### TASK TO CARRY OUT
Write out the lines starting with the line that contains "trace: <item>pine tree</item>" and going on through the line that contains "384 616 L 413", replacing "top-left corner" with "upper-left corner" and leaving everything else unchanged. Give only those lines.

### LISTED RECORDS
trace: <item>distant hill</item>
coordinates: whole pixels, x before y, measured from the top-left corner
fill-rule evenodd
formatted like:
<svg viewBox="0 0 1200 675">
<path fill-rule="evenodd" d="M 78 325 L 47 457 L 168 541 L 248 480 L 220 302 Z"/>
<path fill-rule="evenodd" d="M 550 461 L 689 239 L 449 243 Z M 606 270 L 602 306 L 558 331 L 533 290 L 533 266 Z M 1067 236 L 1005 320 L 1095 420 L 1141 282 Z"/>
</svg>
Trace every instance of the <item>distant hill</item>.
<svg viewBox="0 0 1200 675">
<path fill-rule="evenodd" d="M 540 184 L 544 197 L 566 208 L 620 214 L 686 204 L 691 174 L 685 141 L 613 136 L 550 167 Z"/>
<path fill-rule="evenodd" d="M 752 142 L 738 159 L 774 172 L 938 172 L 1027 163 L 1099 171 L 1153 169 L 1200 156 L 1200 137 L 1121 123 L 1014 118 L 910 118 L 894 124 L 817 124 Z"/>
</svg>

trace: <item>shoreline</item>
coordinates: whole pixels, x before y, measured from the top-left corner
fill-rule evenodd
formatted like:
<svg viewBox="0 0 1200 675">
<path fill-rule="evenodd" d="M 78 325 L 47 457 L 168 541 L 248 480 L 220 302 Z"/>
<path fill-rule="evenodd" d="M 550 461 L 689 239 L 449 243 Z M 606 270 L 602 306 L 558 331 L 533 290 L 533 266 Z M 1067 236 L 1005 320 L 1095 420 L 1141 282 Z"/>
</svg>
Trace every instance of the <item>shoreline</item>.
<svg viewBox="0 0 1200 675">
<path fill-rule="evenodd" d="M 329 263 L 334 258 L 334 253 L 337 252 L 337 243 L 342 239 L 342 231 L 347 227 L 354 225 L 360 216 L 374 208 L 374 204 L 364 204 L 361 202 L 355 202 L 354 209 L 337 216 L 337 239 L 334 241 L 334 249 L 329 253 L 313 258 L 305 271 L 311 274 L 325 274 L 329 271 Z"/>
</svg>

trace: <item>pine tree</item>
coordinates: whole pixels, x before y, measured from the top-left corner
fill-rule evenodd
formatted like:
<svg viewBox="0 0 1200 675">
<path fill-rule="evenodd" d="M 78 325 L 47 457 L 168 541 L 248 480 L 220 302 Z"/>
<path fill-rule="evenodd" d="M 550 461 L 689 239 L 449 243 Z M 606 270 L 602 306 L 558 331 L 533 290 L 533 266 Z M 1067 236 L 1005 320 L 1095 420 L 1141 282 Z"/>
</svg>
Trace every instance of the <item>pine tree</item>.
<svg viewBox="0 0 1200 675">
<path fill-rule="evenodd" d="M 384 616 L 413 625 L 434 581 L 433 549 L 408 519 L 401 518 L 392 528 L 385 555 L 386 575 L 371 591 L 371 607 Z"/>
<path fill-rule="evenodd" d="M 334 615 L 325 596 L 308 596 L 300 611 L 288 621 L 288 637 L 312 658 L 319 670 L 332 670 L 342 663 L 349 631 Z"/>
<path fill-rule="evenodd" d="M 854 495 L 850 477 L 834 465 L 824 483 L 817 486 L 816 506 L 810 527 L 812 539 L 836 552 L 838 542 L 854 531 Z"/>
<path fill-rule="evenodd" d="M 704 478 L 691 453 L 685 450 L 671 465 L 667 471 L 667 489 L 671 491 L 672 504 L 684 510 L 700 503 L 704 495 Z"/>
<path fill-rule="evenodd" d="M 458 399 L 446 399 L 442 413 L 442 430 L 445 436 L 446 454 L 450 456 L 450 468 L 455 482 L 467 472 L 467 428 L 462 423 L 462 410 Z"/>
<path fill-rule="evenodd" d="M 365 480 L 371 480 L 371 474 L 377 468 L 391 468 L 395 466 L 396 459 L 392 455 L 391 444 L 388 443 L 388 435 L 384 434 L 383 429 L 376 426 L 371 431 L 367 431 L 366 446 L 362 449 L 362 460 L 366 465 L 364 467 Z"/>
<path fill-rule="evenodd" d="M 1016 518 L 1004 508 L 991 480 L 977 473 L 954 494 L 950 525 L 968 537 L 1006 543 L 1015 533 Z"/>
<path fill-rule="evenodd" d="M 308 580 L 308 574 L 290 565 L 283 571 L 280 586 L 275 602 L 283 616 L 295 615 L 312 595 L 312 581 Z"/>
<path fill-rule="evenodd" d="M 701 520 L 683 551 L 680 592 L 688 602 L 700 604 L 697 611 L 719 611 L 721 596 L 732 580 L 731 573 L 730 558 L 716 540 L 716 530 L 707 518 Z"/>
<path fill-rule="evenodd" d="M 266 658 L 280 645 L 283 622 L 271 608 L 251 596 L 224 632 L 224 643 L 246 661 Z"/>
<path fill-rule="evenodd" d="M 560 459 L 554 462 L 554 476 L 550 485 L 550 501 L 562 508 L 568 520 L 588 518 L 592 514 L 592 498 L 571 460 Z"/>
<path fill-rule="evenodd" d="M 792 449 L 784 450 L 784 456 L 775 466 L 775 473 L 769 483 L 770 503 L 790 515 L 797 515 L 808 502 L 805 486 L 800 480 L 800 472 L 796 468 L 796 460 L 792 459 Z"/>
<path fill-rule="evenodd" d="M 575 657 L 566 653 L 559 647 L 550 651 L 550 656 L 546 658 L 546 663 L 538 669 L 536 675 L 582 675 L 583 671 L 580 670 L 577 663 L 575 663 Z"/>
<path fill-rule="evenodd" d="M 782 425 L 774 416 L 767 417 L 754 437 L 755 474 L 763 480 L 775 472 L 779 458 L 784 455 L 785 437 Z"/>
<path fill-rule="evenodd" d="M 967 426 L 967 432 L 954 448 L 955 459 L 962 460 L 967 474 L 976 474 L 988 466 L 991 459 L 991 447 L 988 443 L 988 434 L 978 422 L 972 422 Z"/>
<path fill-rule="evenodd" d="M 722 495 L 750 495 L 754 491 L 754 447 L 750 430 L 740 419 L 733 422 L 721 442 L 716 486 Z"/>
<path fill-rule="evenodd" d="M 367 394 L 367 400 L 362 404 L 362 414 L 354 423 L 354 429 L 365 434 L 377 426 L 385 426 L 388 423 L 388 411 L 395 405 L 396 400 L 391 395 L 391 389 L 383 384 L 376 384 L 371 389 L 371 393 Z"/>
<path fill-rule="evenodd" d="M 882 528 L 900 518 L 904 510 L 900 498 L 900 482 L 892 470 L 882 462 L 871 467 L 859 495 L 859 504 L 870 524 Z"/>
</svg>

### EXERCISE RESULT
trace: <item>pine tree</item>
coordinates: whole pixels, x before y, measured from the upper-left corner
fill-rule evenodd
formatted like:
<svg viewBox="0 0 1200 675">
<path fill-rule="evenodd" d="M 78 325 L 47 457 L 168 541 L 248 480 L 220 302 Z"/>
<path fill-rule="evenodd" d="M 550 461 L 689 239 L 449 243 Z M 606 270 L 602 306 L 558 331 L 533 290 L 533 266 Z M 1067 236 L 1005 320 L 1095 420 L 1141 282 Z"/>
</svg>
Trace every instance of the <item>pine tree</item>.
<svg viewBox="0 0 1200 675">
<path fill-rule="evenodd" d="M 384 616 L 413 625 L 434 581 L 433 549 L 408 519 L 401 518 L 392 528 L 385 555 L 386 575 L 371 591 L 371 607 Z"/>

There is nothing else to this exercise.